[[ TEXT PROVIDED open ]]

Adoption, kids, life and all its ups and downs, nonfiction, reasons to drink

Letter to the mother who asked my kid to stop talking about his adoption



To the mother of my son’s best friend,

You made it very clear to me over a collection of incredibly rude texts that you believe that my parenting is insufficient and that letting my son know about his full past is poor parenting. That it is inappropriate for him to talk about his experiences and that it is harmful to your adopted children to be around such openness.

You are wrong.

In our home we deal in truth.

We deal in love.

We deal in honesty.

We believe that our pasts do not define us but they are a part of the very fabric that is so intricately woven together to create who we are. His fabric may be worn and dirty in places but he owns it. “Adoption”, “bio family“, and “half brother” are not dirty words and I will not make my child ashamed that they are words that describe his journey. They are not facts to be ashamed of. What is a shame is that you feel that it is more important for my son to hide who he is than it is for you to talk to your children about life.
My son has struggled more in his first twelve years of life than most people will their entire life. He has faced opposition since birth, neglect, adoption, depression, bullying, PTSD, and he has still come out on top.

[[ TEXT PROVIDED closed ]]
[[ DATASET RECORDS open ]]

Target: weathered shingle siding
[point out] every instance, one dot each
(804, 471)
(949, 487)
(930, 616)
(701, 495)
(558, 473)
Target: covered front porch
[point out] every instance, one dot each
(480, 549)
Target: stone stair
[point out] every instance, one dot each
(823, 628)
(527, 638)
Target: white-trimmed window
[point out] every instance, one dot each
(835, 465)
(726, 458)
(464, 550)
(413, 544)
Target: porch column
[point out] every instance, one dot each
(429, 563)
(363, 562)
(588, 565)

[[ DATASET RECORDS closed ]]
[[ DATASET RECORDS open ]]

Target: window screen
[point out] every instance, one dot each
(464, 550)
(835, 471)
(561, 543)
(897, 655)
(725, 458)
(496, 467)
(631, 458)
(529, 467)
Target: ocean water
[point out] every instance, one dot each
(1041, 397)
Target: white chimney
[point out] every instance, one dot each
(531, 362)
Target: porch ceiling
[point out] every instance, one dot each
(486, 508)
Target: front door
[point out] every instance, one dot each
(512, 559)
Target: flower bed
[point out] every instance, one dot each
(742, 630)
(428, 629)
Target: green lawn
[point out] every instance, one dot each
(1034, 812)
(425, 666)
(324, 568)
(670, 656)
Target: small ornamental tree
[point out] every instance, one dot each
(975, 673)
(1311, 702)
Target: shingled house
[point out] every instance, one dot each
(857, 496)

[[ DATASET RECORDS closed ]]
[[ DATASET RECORDS open ]]

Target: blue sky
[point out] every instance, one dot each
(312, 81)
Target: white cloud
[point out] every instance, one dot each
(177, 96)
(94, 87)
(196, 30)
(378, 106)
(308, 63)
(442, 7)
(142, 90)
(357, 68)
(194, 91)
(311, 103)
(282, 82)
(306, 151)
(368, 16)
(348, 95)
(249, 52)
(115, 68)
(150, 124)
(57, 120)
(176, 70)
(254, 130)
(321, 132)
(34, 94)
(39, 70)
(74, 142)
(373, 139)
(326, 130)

[[ DATASET RECORDS closed ]]

- THINGS TO DO:
1. Answer these questions using the adoption letter, not the listing:
(a) In what form did the other mother express her views to the writer?
(b) Which three terms does the writer say are not dirty words?
(c) Over how many years of the son's life has he struggled, according to the writer?
2. In the adoption letter, shorten the paragraph beginning "We believe that our pasts do not define us" and keep its main points.
3. Continue the adoption letter from its final sentence onward.

- SOLVED PROBLEMS:
1.
(a) She expressed them in a collection of incredibly rude texts.
(b) The terms are "Adoption," "bio family," and "half brother."
(c) He has struggled over his first twelve years of life.

2. Our pasts don't define us, but they are woven into who we are. My son's past may be worn in places, but he owns it. "Adoption," "bio family," and "half brother" are not dirty words, and I won't make him ashamed of the words that describe his journey. The real shame is that you think it matters more for him to hide who he is than for you to talk to your children about life.

3.
He has survived.

He is brave and strong, fearless and kind, and is growing into a remarkable young man. He has endured years of therapy to become confident enough in his story and himself to be able to talk openly and honestly about his past and current struggles. This is a gift. It is a beautiful thing that, in the middle of middle school drama, he found a friend that not only shares his background but also a kind heart. The kind of heart that only grows from enduring oppression and learned empathy.

Who are we to take that gift away from them.

If I was to tell my child that he is not allowed to tell his story because it makes others uncomfortable, I would essentially be telling him that HE makes people uncomfortable. That there is something wrong with who HE is.

I will not shame my child any more than you already have.

I will not tell him that he is not allowed to talk about his birth family because it causes other adopted children to ask about their birth family.

I will not tell my son that he can’t talk about his soon-to-be baby half brother because it makes other adopted children ask about their potential sibling.

I will not tell my son that he is not allowed to ask for support from a friend because you don’t like his tarnished past.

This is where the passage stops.